DEMOKRASI BUKAN AGAMA
Coretan Spidol – Relasi demokrasi dan Islam seakan tak pernah
habis dibahas. Di tengah tantangan ekslusifitas sebagian kelompok, di sisi
lain, pada prinsipnya demokrasi dihadapkan pada tantangan sifat
keterbukaannya bagi yang liyan. Pada saat yang sama, demokrasi
secara prinsipil dan substantif dipertentangkan secara teologis. Sederhananya,
demokrasi ditentang karena alasan ia bukan berasal dari Islam.
Bagi kelompok esktrimis demokrasi selalu dibenturkan antara agama. Bagi
kelompok ekstrimis, tidak ada yang melebihi dari agama itu sendiri. Menurut
mereka demokrasi adalah dien (agama). Benarkah hal tersebut?
Menurut kaum ekstrimis, bahwa demokrasi merupakan thogut, ia bertentangan
dengan Islam. Logikanya, karena demokrasi itu sebagai thogut, syirik, maka ia
bertentangan dengan Islam. Mereka menilai bahwa demokrasi merupakan ideologi
yang menyalahi Islam, karena demokrasi dibangun berdasarkan sistem perwakilan
dan kedaulatan rakyat. Bagi kelompok ekstrimis, kedaulatan itu hanya di
‘Tangan’ Allah.
Mereka berpendapat, “Rakyat dan wakil-wakilnya adalah tuhan dalam agama
demokrasi. Dalam agama demokrasi, bukan sekedar menyekutukan selain
Allah dalam hukum, tetapi hak dan wewenang membuat hukum dirampas secara
total dari Allah dan dilimpahkan kepada rakyat (atau wakilnya).”
Dengan alasan di atas, mereka menilai bahwa demokrasi merebut “wewenang”
Allah dalam membuat aturan untuk manusia. Demokrasi
sebagai dien dilandaskan pada beberapa ayat di antaranya, QS.
Al-Syura:10
وَمَا اخْتَلَفْتُمْ فِيهِ مِنْ شَيْءٍ فَحُكْمُهُ إِلَى اللَّهِ ذَلِكُمُ اللَّهُ
رَبِّي عَلَيْهِ تَوَكَّلْتُ وَإِلَيْهِ أُنِيبُ
“Dan apa yang kamu berselisihkan dalam memutuskannya (hukum), maka
hukumnya dikembalikanlah kepada Allah”

■ ■ ■

[Tugas Wajib]:
- A) Tuliskan kembali bagian teks tentang demokrasi dan Islam di antara "Dengan alasan di" dan "di antaranya, QS.", termasuk kedua bagian tersebut.
- B) Lanjutkan teks tentang demokrasi dan Islam setelah kalimat terakhirnya.
Baris-baris data tidak dipakai dalam hal ini.

Baris-baris yang dikutip dari sebuah kumpulan

■ ■ ■

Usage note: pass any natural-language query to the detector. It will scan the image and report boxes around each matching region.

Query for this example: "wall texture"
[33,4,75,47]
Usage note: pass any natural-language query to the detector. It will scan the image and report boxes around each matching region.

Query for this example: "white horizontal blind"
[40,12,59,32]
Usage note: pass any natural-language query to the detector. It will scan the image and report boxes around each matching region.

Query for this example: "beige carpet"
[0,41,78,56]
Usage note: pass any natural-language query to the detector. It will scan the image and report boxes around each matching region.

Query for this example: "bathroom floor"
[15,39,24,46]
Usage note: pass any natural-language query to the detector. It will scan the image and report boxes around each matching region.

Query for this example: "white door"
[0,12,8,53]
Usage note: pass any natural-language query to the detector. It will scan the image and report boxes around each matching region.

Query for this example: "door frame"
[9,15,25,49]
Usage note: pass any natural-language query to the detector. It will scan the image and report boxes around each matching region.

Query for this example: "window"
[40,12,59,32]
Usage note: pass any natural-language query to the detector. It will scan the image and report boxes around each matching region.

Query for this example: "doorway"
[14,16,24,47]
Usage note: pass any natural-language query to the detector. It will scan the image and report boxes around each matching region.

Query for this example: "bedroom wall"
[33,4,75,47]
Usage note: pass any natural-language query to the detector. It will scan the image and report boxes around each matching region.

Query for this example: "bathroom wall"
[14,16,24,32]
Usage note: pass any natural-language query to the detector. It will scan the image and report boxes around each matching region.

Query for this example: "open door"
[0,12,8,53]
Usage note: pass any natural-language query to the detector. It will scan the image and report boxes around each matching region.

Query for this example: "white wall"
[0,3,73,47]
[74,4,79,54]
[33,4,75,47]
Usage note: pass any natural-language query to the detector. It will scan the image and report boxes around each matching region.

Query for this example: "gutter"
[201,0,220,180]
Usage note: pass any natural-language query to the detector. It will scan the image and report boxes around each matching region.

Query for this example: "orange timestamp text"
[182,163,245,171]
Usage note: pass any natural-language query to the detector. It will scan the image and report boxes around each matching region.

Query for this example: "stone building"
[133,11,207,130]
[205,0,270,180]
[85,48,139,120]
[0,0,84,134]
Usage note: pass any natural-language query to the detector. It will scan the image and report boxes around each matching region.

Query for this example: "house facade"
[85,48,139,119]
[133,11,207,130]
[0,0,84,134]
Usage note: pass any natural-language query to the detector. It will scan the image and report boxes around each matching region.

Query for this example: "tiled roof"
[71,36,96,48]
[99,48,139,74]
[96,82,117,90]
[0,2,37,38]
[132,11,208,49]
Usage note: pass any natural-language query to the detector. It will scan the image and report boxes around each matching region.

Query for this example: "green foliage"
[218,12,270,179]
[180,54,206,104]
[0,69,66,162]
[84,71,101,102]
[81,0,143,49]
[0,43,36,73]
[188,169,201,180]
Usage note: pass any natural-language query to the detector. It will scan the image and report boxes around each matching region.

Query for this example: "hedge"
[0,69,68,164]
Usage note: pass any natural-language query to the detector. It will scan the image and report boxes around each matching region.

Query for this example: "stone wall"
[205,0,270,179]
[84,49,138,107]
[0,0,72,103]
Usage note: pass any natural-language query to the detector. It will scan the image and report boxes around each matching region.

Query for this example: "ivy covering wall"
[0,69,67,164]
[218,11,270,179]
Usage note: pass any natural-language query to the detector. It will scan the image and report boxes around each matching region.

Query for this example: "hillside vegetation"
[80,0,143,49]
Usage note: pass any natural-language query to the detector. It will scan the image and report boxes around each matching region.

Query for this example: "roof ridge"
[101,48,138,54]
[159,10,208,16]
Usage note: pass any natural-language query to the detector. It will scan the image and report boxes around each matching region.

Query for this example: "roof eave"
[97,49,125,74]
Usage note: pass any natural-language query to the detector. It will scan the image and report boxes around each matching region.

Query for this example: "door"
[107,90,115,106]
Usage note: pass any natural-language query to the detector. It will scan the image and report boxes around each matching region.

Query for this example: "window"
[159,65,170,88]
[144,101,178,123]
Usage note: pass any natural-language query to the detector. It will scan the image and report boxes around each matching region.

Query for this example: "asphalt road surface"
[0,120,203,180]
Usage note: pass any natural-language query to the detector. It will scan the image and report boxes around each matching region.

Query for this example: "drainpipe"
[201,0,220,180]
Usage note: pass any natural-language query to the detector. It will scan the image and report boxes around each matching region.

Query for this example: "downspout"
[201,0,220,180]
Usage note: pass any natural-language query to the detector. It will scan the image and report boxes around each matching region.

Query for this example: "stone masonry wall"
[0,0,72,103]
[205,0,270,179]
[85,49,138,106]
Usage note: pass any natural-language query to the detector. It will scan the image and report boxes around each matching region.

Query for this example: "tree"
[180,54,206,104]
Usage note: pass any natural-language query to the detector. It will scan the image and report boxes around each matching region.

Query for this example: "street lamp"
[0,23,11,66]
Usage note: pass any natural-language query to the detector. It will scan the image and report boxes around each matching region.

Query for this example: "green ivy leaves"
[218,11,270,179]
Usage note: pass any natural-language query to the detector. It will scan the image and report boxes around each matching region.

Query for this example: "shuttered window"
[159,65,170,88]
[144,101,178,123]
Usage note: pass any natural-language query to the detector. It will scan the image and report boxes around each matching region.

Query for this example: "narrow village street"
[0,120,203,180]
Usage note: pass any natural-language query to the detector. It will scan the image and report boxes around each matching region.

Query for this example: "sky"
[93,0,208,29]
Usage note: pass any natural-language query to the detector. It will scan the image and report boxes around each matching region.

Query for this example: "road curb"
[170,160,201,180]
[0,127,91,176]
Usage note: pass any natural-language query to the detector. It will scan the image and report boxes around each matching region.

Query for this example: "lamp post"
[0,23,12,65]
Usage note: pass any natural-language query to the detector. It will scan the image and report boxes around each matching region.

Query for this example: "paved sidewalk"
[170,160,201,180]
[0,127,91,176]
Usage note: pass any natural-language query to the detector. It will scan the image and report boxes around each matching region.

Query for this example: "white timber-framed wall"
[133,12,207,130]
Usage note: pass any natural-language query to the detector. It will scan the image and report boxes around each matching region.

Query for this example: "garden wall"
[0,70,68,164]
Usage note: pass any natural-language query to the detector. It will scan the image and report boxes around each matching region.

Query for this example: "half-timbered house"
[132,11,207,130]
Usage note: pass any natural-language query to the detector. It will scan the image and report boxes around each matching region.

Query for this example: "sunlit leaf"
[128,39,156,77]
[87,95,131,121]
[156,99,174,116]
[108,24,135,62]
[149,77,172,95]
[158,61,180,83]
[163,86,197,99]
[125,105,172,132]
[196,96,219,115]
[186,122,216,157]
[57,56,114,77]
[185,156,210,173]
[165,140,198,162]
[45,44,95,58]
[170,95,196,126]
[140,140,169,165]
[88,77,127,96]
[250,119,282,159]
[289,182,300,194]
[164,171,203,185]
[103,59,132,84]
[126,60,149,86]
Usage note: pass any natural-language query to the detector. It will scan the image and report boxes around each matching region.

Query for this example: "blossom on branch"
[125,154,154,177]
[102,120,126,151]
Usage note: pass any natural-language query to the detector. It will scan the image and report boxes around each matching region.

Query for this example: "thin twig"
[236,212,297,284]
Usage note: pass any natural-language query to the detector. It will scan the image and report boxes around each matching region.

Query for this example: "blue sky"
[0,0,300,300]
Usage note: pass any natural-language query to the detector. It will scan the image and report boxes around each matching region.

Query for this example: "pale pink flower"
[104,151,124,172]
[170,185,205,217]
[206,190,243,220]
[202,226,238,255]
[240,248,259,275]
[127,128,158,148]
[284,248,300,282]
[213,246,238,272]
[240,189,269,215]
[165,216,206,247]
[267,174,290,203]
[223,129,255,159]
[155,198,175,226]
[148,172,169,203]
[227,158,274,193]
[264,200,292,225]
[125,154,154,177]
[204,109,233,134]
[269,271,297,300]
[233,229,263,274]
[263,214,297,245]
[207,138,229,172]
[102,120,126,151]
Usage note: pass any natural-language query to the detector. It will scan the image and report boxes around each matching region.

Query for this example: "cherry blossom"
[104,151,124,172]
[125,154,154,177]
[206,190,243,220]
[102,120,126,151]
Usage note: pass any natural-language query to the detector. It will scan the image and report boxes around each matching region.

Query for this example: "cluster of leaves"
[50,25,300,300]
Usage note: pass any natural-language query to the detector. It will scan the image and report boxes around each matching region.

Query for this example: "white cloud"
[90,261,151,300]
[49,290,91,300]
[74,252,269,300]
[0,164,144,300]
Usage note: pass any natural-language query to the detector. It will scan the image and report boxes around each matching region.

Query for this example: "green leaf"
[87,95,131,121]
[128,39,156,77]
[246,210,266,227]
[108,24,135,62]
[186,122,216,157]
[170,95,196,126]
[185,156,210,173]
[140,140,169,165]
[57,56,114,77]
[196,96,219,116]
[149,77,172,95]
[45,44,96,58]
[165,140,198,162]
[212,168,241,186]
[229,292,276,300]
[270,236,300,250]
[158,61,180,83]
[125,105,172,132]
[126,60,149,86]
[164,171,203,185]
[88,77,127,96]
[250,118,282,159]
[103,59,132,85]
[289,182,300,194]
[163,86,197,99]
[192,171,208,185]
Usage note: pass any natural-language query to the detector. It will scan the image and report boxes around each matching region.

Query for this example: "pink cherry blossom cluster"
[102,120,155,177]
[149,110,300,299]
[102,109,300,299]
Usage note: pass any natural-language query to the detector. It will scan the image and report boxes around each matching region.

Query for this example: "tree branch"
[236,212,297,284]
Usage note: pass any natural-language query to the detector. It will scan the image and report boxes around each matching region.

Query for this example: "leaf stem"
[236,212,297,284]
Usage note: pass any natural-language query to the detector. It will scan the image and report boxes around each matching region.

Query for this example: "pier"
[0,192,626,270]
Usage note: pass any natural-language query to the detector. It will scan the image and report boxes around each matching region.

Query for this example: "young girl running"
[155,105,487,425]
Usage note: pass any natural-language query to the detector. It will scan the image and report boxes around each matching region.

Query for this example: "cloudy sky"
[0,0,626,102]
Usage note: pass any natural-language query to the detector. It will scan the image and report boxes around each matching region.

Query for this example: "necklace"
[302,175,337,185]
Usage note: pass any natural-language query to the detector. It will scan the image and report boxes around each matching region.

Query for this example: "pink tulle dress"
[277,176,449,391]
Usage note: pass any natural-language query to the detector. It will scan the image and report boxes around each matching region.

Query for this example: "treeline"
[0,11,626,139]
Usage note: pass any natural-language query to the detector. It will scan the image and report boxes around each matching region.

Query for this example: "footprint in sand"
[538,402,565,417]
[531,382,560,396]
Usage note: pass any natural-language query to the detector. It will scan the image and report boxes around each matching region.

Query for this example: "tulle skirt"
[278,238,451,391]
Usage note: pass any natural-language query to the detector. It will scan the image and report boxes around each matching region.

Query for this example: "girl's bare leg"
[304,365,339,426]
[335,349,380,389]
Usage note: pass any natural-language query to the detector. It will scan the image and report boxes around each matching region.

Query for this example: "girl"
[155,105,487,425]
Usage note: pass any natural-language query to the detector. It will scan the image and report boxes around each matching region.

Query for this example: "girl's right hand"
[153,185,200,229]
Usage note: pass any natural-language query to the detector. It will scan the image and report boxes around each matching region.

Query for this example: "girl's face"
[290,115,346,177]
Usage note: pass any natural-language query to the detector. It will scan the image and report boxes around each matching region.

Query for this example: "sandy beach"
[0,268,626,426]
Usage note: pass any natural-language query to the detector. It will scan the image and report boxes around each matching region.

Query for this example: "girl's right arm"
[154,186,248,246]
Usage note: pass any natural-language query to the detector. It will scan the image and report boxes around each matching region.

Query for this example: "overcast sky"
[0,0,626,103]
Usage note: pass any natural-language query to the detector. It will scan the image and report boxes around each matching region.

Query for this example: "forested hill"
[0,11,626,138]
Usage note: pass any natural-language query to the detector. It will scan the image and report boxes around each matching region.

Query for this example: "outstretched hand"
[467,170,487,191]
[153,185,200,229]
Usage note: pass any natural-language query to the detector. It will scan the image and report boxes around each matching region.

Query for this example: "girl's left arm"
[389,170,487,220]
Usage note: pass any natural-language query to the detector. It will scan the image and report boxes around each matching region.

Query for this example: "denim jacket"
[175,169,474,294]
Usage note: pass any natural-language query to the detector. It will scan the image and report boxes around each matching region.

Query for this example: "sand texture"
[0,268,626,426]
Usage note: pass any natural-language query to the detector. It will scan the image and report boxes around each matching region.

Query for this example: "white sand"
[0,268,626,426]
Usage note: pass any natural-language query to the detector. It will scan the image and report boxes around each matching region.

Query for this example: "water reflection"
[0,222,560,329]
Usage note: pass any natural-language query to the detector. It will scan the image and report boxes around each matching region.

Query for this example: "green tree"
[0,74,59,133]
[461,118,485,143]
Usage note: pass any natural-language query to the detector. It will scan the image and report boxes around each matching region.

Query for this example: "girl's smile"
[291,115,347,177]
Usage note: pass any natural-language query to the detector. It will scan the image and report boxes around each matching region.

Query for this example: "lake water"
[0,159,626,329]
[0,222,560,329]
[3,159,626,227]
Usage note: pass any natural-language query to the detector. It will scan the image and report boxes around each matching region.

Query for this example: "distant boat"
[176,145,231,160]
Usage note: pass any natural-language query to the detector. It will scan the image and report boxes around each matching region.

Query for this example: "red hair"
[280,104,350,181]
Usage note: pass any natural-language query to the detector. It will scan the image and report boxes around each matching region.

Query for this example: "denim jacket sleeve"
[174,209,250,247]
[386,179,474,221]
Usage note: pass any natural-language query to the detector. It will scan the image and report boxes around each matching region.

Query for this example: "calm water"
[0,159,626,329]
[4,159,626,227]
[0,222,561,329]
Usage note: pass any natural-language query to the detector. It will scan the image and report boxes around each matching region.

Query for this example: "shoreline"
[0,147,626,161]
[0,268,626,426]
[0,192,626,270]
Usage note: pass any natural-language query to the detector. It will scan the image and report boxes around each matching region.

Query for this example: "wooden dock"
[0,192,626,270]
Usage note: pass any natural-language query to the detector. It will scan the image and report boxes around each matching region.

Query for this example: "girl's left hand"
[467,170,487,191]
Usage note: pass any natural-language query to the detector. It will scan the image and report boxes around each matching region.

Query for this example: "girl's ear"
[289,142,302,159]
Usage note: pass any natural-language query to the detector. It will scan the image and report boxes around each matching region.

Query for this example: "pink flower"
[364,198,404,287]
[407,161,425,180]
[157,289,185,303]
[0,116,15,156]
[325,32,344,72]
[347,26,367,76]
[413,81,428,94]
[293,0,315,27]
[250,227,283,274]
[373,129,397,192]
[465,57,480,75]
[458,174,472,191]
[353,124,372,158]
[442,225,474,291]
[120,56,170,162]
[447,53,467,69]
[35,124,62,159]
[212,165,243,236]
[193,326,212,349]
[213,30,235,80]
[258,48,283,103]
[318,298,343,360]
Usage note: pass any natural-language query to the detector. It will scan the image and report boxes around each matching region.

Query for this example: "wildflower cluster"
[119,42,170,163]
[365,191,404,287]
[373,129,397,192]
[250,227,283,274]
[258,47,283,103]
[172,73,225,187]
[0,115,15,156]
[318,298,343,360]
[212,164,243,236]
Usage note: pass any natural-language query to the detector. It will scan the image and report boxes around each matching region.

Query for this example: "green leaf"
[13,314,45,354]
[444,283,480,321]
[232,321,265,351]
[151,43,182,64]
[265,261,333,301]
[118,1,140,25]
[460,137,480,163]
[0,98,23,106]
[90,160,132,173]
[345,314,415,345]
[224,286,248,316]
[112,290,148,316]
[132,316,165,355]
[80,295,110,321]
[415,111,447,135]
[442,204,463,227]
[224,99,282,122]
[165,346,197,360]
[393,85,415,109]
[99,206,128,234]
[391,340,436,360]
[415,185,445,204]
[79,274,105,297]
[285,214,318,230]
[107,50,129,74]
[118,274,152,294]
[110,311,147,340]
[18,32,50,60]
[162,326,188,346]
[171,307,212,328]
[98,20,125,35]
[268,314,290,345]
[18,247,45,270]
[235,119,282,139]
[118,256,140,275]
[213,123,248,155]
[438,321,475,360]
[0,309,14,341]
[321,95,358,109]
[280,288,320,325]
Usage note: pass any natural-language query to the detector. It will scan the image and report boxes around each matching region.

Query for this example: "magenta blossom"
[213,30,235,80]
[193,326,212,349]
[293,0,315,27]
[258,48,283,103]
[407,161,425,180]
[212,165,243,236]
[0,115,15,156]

■ ■ ■

[Penyelesaian Soal]:
- A)
Dengan alasan di atas, mereka menilai bahwa demokrasi merebut “wewenang”
Allah dalam membuat aturan untuk manusia. Demokrasi
sebagai dien dilandaskan pada beberapa ayat di antaranya, QS.

- B)
Bagaimana penafsiran terhadp ayat di atas? Al-Maraghi (w. 1946 M)
menafsirkan bahwa yang dimaksud dengan berselih di atas adalah dalam
persoalan agama. meski ayat ini bersifat a’m, ma maushul yang
menunjukkan apa saja, akan tetapi ia dikaitakan dengan persoalan agama.
Maksud dari fa Hukmuhu Ilallah adalah dikembalikan kepada Allah
untuk urusan akhirat, perkara siapa yang berimana dan kufur terhadap-Nya di
Yaumil Hisab.
Perdebatan di kalangan ulama terjadi dalam menginterpretasikan ayat di
atas. al-Razi setidaknya menghimpun bahwa perdebatan itu melahirkan dua
paradigma. Pertama bahwa hukum kembali kepada Allah, artinya dikembalikan
kepada nash-nash al-Quran, sedangkan kedua berpendapat bahwa ayat di atas
berbicara tentang metode pengambilan faktor penentu dalam hukum
Islam, Qiyas. (Fakhr al-Din al-Razi, Mafatih al-Ghaib, 28,
hlm. 581)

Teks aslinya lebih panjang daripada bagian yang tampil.